# start of SUPPLIED MATERIAL
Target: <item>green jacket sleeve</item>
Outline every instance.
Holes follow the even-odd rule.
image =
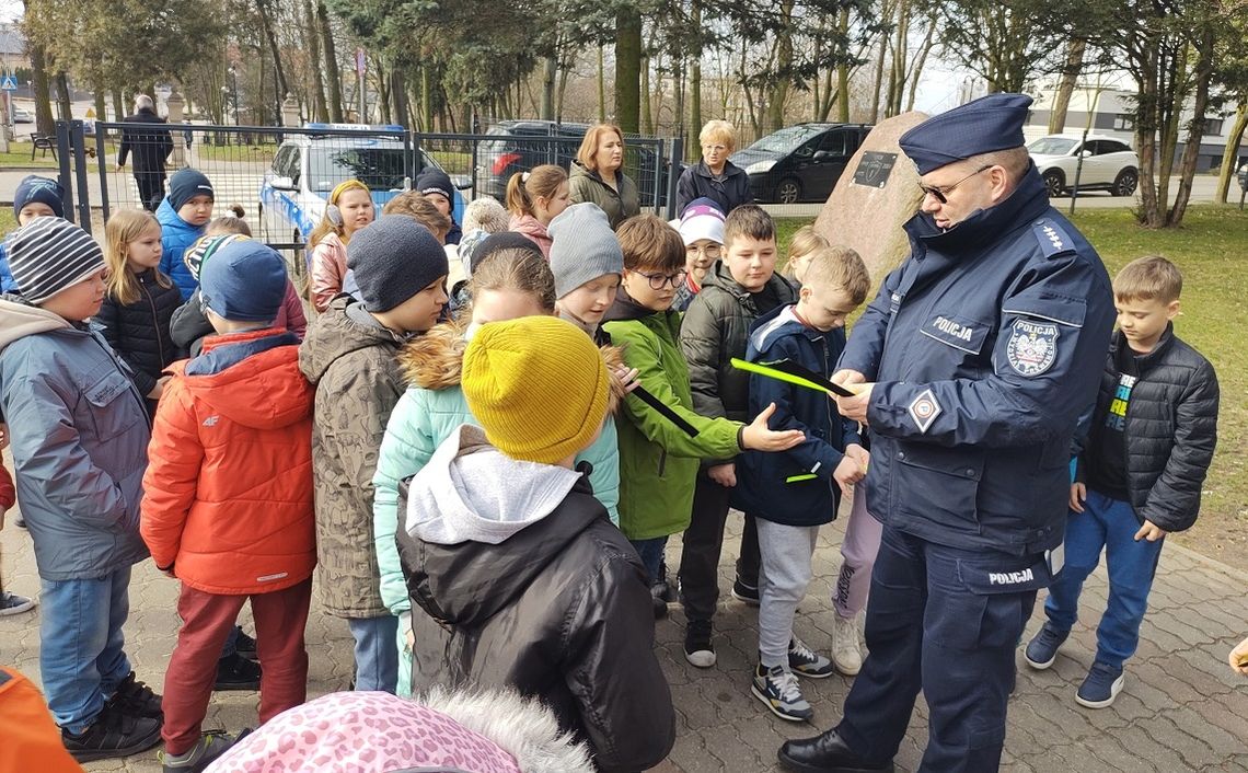
[[[680,405],[671,388],[671,376],[663,370],[659,342],[653,333],[638,325],[614,325],[612,341],[624,347],[624,362],[638,370],[638,382],[678,416],[688,421],[696,437],[689,437],[658,411],[641,402],[635,395],[624,400],[624,415],[636,425],[641,435],[658,443],[673,456],[691,458],[730,458],[741,452],[738,432],[740,422],[726,418],[706,418]]]
[[[381,571],[382,602],[393,614],[412,608],[407,594],[407,582],[398,561],[394,534],[399,528],[398,483],[413,476],[429,462],[437,450],[431,432],[424,391],[409,388],[399,397],[377,456],[376,487],[373,497],[373,539],[377,549],[377,568]]]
# end of SUPPLIED MATERIAL
YOUR OBJECTIVE -> Edit the records above so that "even-odd rule" becomes "nonzero winding rule", keeping every other line the same, and leave the pictures out of your version.

COMPLETE OUTPUT ->
Target: <item>green jacket sleeve</item>
Outline every instance.
Holes follow the nonzero winding rule.
image =
[[[680,405],[671,388],[671,376],[663,370],[659,342],[653,333],[638,325],[614,325],[612,341],[624,347],[624,362],[638,370],[638,382],[678,416],[688,421],[696,437],[689,437],[658,411],[641,402],[635,395],[624,400],[624,415],[636,425],[641,435],[658,443],[673,456],[691,458],[730,458],[741,452],[738,432],[740,422],[726,418],[706,418]]]
[[[381,571],[382,602],[393,614],[412,608],[407,594],[407,582],[398,561],[394,534],[399,528],[398,483],[413,476],[429,462],[437,450],[431,432],[424,391],[409,388],[399,397],[377,456],[376,487],[373,497],[373,539],[377,549],[377,568]]]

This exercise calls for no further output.